[EXERCISE GOAL] When you reach the line containing "of the boulder", begin copying, and keep copying each line exactly until the listing ends.

______________________________

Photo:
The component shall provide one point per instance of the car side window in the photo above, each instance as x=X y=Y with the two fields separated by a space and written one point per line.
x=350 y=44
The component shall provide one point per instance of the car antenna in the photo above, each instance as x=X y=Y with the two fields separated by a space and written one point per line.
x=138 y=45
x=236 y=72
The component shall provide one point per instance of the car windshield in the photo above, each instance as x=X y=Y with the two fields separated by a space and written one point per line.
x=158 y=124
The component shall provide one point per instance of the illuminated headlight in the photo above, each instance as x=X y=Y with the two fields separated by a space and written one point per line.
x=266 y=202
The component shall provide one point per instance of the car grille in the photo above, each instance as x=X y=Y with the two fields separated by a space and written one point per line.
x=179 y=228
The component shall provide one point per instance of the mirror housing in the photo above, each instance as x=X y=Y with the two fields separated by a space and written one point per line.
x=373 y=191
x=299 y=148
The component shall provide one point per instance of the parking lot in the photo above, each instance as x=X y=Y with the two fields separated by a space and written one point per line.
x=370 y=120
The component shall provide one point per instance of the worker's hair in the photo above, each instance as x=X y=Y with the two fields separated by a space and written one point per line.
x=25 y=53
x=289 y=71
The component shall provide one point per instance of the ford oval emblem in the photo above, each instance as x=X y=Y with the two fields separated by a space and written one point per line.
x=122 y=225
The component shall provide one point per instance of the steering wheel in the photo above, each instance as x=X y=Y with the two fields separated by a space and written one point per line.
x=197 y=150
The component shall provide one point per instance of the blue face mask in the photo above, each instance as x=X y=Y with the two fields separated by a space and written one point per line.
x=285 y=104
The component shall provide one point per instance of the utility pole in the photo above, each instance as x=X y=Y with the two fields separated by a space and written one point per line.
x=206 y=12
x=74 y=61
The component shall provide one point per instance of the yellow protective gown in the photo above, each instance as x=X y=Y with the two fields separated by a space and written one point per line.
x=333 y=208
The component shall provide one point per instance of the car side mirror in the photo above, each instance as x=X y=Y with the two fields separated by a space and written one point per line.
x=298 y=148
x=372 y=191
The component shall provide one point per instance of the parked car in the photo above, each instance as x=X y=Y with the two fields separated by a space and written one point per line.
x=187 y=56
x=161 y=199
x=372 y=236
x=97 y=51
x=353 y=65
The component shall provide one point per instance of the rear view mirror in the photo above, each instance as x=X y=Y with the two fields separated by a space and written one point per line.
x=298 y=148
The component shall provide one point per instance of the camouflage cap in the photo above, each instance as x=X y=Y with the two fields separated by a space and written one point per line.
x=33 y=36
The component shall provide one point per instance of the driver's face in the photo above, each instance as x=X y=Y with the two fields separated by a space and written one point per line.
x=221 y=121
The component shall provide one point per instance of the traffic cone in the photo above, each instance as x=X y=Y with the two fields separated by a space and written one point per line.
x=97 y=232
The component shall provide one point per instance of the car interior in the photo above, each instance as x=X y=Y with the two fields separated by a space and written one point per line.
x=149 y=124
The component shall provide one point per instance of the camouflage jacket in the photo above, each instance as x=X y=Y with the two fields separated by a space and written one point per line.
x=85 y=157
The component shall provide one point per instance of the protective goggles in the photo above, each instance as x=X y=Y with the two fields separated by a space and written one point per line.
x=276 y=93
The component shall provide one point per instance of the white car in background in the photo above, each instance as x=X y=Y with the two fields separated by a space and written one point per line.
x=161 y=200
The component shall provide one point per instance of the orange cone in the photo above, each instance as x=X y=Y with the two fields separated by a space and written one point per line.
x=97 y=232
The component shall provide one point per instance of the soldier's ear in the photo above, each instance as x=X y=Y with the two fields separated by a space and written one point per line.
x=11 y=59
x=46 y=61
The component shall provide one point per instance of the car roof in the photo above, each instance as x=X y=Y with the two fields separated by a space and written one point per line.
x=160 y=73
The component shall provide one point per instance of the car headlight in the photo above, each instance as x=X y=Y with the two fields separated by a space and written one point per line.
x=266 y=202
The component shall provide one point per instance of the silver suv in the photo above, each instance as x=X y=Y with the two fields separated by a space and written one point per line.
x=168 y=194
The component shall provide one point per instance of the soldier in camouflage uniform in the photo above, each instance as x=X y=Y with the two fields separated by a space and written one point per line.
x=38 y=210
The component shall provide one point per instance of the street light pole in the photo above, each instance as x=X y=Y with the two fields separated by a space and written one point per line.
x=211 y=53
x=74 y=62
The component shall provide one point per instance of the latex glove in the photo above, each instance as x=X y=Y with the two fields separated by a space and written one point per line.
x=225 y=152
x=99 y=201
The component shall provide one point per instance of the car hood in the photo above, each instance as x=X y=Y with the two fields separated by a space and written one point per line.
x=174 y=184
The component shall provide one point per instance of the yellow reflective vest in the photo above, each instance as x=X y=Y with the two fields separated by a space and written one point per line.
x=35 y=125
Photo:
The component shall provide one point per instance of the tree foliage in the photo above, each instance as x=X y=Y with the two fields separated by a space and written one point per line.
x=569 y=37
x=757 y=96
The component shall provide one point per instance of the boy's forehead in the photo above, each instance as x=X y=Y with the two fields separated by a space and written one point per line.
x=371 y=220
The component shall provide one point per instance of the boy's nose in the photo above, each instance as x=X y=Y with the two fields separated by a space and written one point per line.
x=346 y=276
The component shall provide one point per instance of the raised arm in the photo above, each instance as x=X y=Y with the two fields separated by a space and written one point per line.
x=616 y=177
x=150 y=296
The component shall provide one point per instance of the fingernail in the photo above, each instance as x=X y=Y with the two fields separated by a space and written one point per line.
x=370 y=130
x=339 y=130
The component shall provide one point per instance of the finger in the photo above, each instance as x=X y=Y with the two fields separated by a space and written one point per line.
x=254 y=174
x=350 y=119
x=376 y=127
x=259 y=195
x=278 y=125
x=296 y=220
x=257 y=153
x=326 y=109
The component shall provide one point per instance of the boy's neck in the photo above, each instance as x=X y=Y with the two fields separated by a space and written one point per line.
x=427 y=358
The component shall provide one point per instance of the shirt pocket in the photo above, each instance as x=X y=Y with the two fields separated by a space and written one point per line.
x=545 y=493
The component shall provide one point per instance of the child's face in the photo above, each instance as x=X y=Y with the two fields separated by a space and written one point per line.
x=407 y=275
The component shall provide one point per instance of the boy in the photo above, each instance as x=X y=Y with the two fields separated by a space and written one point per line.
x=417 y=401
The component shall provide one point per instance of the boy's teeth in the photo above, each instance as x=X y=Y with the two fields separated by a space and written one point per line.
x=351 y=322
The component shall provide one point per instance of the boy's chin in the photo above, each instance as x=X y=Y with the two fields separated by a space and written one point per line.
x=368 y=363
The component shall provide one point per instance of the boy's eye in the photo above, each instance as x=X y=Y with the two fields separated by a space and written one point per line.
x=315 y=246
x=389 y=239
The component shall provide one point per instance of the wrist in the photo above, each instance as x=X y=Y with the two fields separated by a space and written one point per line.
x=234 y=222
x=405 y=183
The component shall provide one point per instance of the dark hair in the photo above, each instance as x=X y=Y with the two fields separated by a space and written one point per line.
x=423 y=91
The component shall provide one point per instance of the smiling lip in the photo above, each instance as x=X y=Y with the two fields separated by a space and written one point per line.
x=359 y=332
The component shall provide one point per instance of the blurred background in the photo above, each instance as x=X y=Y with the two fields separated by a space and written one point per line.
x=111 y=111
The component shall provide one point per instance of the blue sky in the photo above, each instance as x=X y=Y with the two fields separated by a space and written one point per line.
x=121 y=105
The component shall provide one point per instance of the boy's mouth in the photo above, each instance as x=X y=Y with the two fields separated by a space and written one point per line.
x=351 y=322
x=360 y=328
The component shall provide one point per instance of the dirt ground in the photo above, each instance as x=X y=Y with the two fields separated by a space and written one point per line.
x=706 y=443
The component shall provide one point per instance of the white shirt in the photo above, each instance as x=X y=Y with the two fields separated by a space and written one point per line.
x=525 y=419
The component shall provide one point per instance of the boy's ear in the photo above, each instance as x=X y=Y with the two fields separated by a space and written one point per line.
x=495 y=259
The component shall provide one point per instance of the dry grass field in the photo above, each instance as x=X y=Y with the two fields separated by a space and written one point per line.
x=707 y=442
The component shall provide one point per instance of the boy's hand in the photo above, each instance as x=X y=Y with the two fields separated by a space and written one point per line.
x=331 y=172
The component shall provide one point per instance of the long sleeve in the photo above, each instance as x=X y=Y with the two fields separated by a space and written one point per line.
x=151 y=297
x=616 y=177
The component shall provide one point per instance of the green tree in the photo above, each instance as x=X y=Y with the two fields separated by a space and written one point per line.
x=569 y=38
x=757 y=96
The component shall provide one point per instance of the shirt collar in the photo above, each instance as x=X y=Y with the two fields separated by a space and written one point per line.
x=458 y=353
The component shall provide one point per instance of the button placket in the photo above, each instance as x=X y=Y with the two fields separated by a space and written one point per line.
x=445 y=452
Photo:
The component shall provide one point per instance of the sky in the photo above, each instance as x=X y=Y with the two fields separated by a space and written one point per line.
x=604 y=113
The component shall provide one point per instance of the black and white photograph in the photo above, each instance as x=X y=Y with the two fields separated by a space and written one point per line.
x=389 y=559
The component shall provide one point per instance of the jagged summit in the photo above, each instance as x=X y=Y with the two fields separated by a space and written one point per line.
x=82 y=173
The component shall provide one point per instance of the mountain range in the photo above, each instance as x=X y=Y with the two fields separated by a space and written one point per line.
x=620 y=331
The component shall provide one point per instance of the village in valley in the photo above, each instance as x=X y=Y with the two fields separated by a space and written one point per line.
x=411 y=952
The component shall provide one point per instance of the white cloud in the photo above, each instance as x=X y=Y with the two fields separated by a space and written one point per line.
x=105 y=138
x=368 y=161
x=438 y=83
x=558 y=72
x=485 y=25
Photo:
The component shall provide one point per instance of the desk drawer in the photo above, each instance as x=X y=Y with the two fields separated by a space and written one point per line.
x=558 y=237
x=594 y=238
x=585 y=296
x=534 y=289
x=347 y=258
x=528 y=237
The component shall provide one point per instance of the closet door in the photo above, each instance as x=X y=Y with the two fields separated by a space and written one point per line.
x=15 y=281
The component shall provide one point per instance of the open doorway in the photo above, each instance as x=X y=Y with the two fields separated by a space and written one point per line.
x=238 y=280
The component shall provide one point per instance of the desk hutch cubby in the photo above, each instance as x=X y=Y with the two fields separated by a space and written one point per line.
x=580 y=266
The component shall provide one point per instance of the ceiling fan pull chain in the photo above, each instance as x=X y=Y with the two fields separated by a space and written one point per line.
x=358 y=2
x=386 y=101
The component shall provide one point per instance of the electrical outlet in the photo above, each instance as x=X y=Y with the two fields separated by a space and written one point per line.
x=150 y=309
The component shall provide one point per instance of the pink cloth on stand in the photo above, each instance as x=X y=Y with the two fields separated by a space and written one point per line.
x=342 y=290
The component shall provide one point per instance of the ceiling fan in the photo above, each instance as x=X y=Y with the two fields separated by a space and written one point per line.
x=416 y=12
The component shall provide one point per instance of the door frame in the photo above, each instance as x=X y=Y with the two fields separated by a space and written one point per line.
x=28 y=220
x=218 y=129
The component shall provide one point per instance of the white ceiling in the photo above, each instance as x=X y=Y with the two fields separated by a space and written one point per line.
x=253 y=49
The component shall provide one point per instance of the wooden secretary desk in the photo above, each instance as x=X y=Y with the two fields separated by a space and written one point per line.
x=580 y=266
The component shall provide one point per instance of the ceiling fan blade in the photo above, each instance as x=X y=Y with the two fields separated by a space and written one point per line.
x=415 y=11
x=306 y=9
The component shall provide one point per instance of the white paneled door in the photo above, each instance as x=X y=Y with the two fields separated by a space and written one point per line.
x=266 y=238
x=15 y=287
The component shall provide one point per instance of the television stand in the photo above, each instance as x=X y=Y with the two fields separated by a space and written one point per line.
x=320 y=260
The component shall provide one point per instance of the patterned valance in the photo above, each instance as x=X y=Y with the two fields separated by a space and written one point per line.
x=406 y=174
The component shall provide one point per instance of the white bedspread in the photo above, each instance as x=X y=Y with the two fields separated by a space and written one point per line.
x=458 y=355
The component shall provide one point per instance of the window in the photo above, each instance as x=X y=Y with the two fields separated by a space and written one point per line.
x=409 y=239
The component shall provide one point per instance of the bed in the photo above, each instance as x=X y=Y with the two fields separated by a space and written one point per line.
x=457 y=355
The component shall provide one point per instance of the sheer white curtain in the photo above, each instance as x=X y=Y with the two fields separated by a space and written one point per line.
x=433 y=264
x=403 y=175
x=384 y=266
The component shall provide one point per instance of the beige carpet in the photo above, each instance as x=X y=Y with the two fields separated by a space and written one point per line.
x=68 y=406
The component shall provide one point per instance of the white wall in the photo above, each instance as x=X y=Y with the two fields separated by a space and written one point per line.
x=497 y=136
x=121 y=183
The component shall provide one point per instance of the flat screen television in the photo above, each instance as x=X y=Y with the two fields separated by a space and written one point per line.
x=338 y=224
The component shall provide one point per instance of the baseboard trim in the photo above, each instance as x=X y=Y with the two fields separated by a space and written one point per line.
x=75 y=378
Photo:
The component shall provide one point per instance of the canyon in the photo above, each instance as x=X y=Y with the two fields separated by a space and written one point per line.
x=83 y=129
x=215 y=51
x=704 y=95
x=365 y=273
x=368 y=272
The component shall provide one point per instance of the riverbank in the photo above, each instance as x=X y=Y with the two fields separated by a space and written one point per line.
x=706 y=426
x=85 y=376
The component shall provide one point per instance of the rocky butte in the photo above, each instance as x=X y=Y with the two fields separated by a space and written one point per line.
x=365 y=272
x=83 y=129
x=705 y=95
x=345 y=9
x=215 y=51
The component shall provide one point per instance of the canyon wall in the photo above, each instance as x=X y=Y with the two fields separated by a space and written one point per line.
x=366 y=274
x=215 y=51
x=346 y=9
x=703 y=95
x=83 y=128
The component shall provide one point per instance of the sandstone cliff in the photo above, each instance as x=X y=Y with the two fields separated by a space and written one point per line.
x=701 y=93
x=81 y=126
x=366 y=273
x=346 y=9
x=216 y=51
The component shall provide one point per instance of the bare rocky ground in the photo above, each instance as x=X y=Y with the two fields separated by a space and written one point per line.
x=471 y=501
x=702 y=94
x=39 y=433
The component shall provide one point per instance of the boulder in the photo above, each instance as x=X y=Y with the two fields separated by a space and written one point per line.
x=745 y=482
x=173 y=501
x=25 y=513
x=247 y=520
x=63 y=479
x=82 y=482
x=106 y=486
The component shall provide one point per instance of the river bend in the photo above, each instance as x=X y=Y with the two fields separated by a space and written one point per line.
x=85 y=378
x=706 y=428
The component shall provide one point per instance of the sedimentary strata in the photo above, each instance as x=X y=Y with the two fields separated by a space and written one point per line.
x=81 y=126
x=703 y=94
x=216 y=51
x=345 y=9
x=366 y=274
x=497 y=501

______________________________

[RESULT]
The component shall provide one point per instance of the boulder in the photo above, each instance as x=X y=Y with the two fields separated by a space and written one point per line.
x=745 y=482
x=173 y=501
x=25 y=513
x=247 y=520
x=63 y=479
x=82 y=482
x=106 y=486
The component shall provide one point per instance of the river bend in the photo above, each instance as x=X y=Y with the two fields separated by a space and written one point per line.
x=85 y=378
x=706 y=428
The component shall provide one point per instance of the sedimentary strata in the photo above, each instance as x=X y=Y with the two fields separated by a space and written one point per line.
x=81 y=126
x=703 y=94
x=216 y=51
x=345 y=9
x=366 y=274
x=497 y=501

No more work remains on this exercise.